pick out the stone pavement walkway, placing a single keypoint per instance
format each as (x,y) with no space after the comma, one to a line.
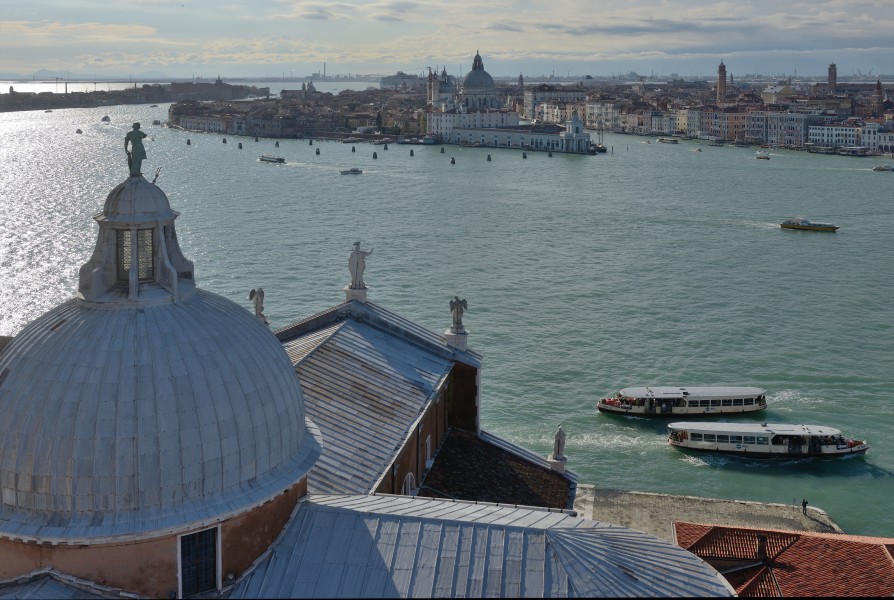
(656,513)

* * *

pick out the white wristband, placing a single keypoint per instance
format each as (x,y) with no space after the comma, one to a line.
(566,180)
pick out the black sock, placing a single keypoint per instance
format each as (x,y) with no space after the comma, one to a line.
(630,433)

Stated task: How many lines in the items above contain the string "instance"? Case counts. Reply with the number alone.

Answer to this problem: 3